### What to work on
Report every line in the records below that contains the word "race", copying each such line in full.

________

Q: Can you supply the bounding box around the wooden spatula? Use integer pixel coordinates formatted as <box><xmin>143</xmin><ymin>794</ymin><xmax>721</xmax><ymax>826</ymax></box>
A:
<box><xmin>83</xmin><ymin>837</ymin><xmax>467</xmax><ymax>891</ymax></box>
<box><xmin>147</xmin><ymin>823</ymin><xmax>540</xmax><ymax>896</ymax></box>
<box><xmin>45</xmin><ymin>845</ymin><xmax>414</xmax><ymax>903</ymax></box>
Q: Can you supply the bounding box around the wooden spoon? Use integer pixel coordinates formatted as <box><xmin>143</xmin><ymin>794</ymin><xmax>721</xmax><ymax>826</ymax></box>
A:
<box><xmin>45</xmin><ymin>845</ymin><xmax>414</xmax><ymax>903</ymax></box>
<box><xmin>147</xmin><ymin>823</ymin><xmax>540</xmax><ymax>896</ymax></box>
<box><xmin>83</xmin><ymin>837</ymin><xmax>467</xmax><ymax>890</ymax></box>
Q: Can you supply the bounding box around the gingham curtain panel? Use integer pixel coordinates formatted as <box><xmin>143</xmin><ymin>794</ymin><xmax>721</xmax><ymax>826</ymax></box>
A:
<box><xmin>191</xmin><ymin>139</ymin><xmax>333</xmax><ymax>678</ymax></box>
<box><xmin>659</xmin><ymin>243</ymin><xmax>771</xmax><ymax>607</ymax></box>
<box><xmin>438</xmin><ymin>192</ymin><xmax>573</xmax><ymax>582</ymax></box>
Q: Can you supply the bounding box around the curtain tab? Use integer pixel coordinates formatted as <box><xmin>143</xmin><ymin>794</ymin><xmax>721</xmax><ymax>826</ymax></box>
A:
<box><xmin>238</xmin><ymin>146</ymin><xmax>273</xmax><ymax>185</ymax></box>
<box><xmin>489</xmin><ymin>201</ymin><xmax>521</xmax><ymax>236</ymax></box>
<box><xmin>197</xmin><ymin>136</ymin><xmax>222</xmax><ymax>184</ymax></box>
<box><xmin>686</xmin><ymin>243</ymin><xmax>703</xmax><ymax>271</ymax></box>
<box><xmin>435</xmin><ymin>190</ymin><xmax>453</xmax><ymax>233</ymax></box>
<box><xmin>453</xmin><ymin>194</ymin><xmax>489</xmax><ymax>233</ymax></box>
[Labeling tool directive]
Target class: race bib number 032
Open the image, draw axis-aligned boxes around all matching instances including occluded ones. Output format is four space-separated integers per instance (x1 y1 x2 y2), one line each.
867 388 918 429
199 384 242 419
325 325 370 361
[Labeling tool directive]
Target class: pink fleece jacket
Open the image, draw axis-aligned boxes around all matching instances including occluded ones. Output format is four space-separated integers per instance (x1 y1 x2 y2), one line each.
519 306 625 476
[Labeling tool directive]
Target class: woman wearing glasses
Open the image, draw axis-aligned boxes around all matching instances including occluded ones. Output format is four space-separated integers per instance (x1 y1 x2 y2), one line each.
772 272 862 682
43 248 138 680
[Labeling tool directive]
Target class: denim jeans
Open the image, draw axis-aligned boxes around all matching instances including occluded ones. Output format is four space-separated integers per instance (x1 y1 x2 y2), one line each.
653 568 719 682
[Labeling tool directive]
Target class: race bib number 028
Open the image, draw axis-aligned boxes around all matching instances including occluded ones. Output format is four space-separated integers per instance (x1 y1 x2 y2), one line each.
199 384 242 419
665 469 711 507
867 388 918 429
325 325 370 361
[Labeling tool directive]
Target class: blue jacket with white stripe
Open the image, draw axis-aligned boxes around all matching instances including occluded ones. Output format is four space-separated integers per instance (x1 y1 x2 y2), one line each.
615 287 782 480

________

### Exercise answer
Target class: race bib number 032
Target class: race bib number 028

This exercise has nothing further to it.